### EXERCISE SET
a: Name every user who posted a comment or an answer in the thread below about searching a tree with many node types.
b: Gather every line of the entries below that contains the word "mountain".

### PAGE TEXT
········
Implementing search functionality in a tree structure with many different types of nodes

Question

I have a tree structure that consists of dozens of types of nodes (each type of node inherits from a NodeBase class).

I would like to perform searches on the tree to return a reference to a specific node. For example, suppose there is some Company tree, which contains Department nodes amongst other types of nodes. Department nodes consist of Employee nodes. It is assumed that an employee must be part of a department, and can be in exactly one department.

Currently, it is designed so that each node has a list of child nodes of type NodeBase. A tree can become quite large, with hundreds of thousands of nodes at times. Insertion/deletion operations are seldom used, while search operations should not take "too long" for these big trees.

Suppose I want to get a reference to an employee node whose employee ID field equals some string that I provide. I don't know which department the employee is in, so I'd have to perform a search through all of the nodes hoping to find a match. Not all nodes have an employee ID field; departments, for example, do not have them.

I am not sure what is the best way to implement the search functionality, given this tree structure design.

There are probably better ways to design how the data is stored in the first place (eg: using a database?) but currently I am stuck with a tree.

The first question is: how important is the search functionality in relation to insertion/deletion? Are you going to do a lot of searches and few modifications? If that is the case AND you need the results faster, you can encapsulate several trees ordering by each of the criteria. — SJuan76
– SJuan76, Commented Jun 13, 2013 at 20:15
And remember that premature optimization is the root of 90,15% of all evil. Complicate it only you need to. — SJuan76
– SJuan76, Commented Jun 13, 2013 at 20:15
Some of the trees can have hundreds of thousands of nodes so it would be useful to implement ways to search quickly. Insertion/deletion will be seldom used. One thing to note is that the nodes are fairly restrictive (eg: only a Company node would ever have Department child nodes), so if I ever need to search for a department, I don't need to search beyond the departments themselves. Maybe this will help decide what kind of implementation would be good. — MxLDevs
– MxLDevs, Commented Jun 13, 2013 at 20:23
I think the Company example is misleading: it's still the very same problem you have with Employee, just that you need to search fewer parents because of the constraint. If your program only needs to search for companies, then it can be helpful; otherwise I think that having separate registers for different kind of nodes is the best way to have good searching performance, especially since updates to the main tree are infrequent — Raffaele
– Raffaele, Commented Jun 13, 2013 at 20:28
I think it means you keep N separate sorted indices for the N types of nodes; you must modify the tree code to update the indices when nodes/subtrees are added/removed to the tree. The searches are performed on the sorted indices - this is also what I wrote in my answer — Raffaele
– Raffaele, Commented Jun 13, 2013 at 20:48

Raffaele · Accepted Answer · 2013-06-13 20:21:07Z

Data structures are the way you organize your data, and the way you organize data depends on how you actually use those pieces of information.

A tree is the right data structure to answer questions like "get all descendents of node X", but doesn't help you to solve the problem of "find me the object with the property X set to Y" (at least not your tree: you could certainly use a tree internally to keep a sorted index as I explain later).
········
### GIVEN INFORMATION
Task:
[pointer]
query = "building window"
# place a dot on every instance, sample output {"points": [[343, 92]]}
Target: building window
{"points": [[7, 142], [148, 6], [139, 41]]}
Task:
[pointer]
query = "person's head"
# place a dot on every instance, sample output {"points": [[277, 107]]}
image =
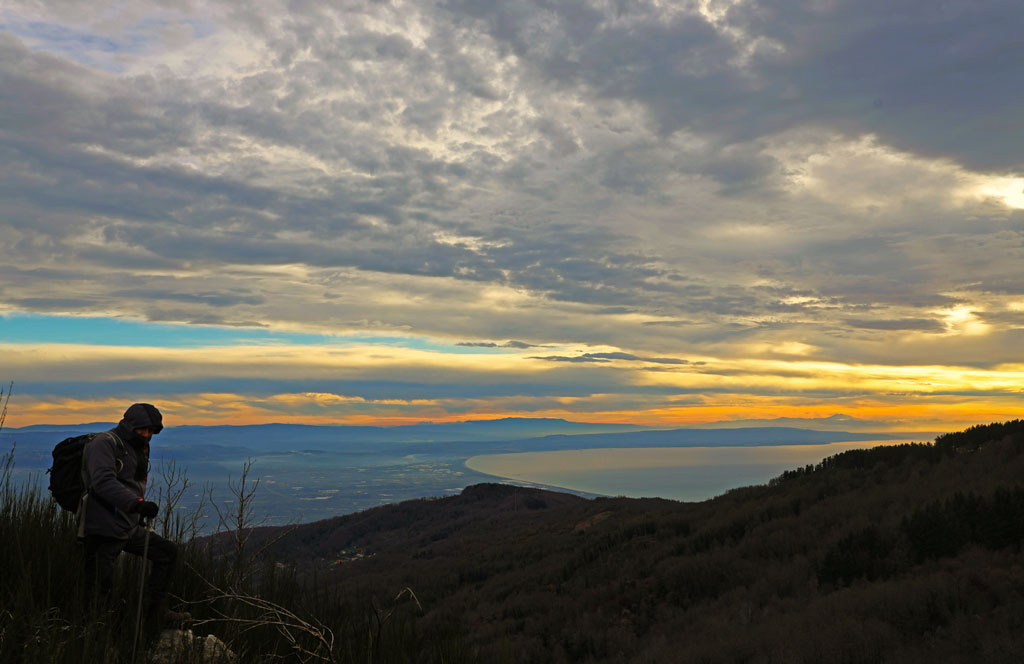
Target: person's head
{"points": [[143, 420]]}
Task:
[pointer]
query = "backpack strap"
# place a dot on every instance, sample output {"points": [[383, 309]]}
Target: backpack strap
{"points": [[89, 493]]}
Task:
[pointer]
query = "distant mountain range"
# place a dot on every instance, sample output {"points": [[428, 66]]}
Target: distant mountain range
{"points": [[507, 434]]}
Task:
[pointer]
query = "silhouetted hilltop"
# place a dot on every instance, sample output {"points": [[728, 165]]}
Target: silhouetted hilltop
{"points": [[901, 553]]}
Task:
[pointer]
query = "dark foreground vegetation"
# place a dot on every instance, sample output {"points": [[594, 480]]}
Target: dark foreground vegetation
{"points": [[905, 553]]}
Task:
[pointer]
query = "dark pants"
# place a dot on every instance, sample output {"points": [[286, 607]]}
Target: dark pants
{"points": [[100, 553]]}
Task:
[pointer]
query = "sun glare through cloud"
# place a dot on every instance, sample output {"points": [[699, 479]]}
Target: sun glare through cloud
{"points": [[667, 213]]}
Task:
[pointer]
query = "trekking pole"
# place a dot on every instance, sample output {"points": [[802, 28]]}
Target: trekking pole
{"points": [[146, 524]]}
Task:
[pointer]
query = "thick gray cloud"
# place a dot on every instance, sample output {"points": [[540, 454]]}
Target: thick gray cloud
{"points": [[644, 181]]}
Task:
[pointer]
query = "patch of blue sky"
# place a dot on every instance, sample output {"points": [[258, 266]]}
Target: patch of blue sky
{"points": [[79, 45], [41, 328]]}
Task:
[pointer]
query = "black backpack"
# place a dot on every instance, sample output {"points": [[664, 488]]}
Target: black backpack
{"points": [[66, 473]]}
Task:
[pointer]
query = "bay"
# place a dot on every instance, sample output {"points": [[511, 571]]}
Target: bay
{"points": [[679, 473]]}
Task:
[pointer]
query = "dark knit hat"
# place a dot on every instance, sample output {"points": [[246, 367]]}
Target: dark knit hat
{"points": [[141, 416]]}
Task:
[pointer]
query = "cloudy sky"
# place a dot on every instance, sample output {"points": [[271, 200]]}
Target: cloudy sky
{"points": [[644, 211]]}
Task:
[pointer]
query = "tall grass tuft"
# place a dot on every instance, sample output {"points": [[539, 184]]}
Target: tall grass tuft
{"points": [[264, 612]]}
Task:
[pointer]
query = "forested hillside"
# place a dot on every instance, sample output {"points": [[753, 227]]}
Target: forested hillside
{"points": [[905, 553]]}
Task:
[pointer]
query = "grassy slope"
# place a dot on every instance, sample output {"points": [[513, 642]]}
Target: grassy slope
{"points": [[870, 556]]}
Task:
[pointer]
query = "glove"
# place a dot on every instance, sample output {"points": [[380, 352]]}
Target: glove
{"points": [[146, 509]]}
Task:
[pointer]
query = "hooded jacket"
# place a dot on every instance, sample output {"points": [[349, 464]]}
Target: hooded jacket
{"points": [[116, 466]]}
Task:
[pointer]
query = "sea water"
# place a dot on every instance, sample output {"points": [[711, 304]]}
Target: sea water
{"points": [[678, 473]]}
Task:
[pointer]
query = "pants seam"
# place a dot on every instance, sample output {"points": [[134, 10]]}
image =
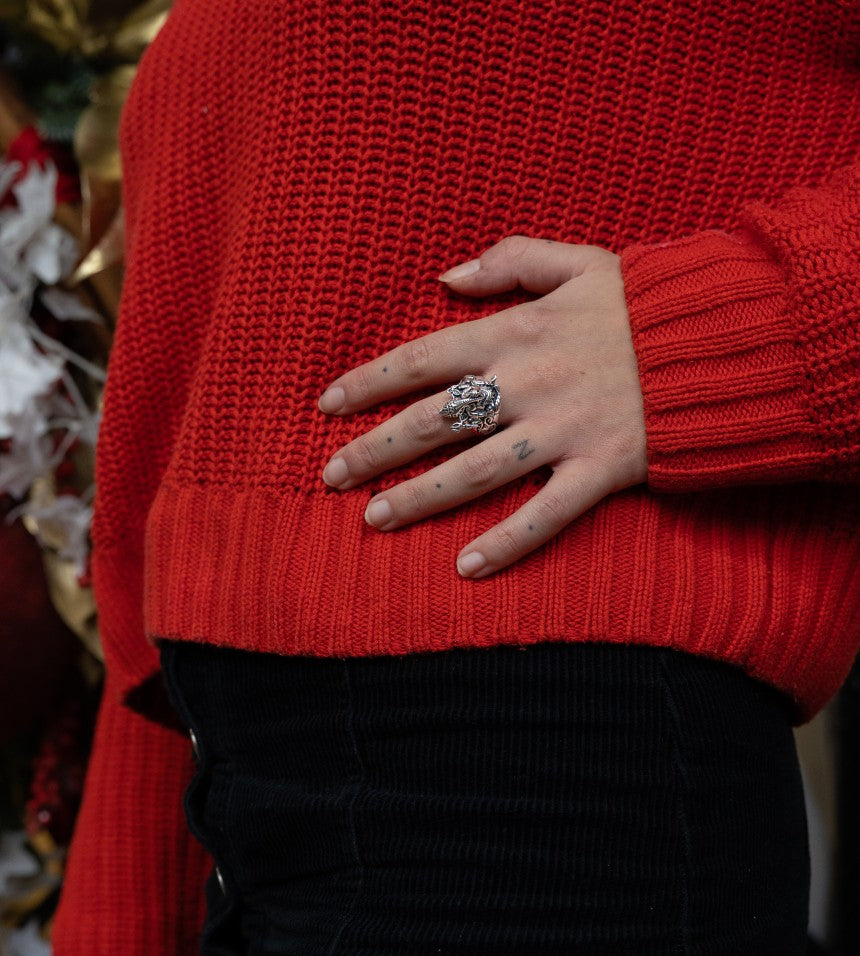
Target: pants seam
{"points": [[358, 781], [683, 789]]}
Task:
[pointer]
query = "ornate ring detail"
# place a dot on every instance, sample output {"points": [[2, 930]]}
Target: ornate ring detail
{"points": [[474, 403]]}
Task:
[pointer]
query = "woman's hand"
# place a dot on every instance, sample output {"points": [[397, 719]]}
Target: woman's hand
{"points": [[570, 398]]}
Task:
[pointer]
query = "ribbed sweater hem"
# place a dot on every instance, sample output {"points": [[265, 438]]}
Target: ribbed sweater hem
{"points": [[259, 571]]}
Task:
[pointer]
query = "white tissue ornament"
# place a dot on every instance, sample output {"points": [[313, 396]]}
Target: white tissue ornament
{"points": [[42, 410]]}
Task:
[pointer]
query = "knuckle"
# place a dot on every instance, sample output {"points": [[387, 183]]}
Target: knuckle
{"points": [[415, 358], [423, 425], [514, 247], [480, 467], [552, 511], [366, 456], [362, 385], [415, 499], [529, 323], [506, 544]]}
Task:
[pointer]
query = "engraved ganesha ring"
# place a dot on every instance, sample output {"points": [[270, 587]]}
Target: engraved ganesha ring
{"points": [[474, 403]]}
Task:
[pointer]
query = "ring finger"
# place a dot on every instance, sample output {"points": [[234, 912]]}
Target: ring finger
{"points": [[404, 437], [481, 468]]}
········
### ANSWERS TO THE PROBLEMS
a: SJuan76, MxLDevs, Raffaele

b:
query = "distant mountain range"
Target: distant mountain range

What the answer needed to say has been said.